[Stored data entries]
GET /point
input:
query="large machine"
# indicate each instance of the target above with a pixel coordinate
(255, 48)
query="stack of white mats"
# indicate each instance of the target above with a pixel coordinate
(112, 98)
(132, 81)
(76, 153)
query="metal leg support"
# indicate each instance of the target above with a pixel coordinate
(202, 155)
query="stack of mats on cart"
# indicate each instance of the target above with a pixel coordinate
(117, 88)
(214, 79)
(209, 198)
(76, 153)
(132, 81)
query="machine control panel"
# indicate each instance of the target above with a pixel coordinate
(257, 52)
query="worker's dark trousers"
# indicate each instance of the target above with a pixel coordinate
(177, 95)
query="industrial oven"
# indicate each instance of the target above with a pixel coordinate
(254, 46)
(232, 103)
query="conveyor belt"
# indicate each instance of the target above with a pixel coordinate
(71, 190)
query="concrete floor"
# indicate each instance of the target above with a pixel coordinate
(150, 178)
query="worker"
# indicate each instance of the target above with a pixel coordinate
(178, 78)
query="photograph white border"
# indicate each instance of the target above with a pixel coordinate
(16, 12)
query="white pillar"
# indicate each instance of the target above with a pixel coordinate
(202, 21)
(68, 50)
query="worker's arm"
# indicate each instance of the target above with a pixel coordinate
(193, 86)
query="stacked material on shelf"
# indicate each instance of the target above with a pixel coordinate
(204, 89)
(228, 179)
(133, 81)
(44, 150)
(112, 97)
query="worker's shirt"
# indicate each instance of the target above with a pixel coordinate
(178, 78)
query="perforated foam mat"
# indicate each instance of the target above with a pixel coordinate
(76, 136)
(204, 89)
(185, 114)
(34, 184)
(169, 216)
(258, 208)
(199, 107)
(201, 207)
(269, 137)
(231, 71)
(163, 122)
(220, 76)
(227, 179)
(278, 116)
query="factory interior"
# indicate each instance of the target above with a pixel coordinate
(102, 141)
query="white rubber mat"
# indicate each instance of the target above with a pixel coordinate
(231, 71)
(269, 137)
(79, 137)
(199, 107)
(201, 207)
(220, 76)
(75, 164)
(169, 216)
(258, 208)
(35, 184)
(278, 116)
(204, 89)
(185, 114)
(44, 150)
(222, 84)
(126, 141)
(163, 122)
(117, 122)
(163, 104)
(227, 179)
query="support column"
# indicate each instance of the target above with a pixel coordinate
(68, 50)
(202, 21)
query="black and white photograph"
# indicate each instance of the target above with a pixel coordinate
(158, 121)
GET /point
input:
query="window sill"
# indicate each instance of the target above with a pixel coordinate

* * *

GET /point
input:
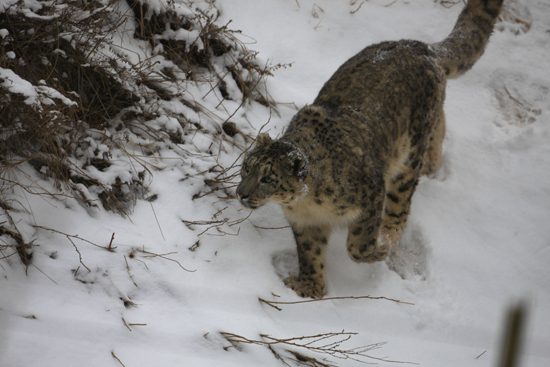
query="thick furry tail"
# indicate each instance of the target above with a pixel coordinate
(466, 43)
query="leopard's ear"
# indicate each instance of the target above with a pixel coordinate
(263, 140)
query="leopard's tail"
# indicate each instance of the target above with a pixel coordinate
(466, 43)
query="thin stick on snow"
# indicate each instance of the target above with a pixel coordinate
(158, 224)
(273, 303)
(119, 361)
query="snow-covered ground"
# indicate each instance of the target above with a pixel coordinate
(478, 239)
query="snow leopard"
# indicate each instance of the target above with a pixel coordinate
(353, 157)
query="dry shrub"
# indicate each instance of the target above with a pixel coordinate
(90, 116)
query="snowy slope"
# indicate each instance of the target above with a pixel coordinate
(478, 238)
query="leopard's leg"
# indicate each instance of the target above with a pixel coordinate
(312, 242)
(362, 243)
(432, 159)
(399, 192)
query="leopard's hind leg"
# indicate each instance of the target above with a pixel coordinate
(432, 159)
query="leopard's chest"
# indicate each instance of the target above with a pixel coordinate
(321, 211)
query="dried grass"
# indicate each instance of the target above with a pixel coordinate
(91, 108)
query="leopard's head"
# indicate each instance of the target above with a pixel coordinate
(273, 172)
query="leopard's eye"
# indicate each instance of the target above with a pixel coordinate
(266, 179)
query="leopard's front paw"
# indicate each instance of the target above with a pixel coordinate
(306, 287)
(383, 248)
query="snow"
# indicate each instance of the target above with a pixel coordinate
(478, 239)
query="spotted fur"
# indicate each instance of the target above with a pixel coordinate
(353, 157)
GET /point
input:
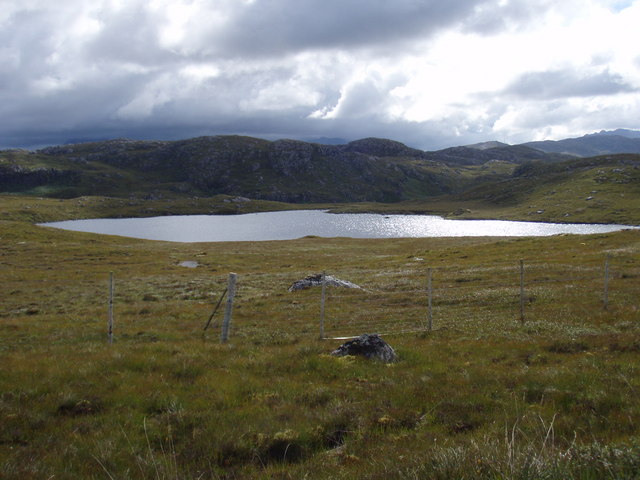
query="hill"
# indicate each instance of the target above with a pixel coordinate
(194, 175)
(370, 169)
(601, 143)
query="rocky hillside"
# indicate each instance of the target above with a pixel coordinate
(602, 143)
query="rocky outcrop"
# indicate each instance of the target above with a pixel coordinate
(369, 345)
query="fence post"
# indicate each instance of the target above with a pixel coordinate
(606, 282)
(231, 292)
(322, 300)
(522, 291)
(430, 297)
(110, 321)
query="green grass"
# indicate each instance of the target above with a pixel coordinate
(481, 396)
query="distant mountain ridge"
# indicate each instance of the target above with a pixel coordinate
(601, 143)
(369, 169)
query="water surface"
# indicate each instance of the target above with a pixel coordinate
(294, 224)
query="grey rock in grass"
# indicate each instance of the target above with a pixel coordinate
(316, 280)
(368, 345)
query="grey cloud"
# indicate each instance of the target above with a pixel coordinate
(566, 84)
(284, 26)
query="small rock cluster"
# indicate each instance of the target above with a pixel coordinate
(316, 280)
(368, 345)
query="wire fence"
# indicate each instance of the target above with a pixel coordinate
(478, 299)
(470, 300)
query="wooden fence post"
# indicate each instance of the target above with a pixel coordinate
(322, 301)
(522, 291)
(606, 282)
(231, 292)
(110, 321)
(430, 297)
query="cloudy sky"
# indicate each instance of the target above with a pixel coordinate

Stated exercise:
How many of the lines above contain the string "photograph"? Case counts. Reply with the number alone.

Result of this exercise:
2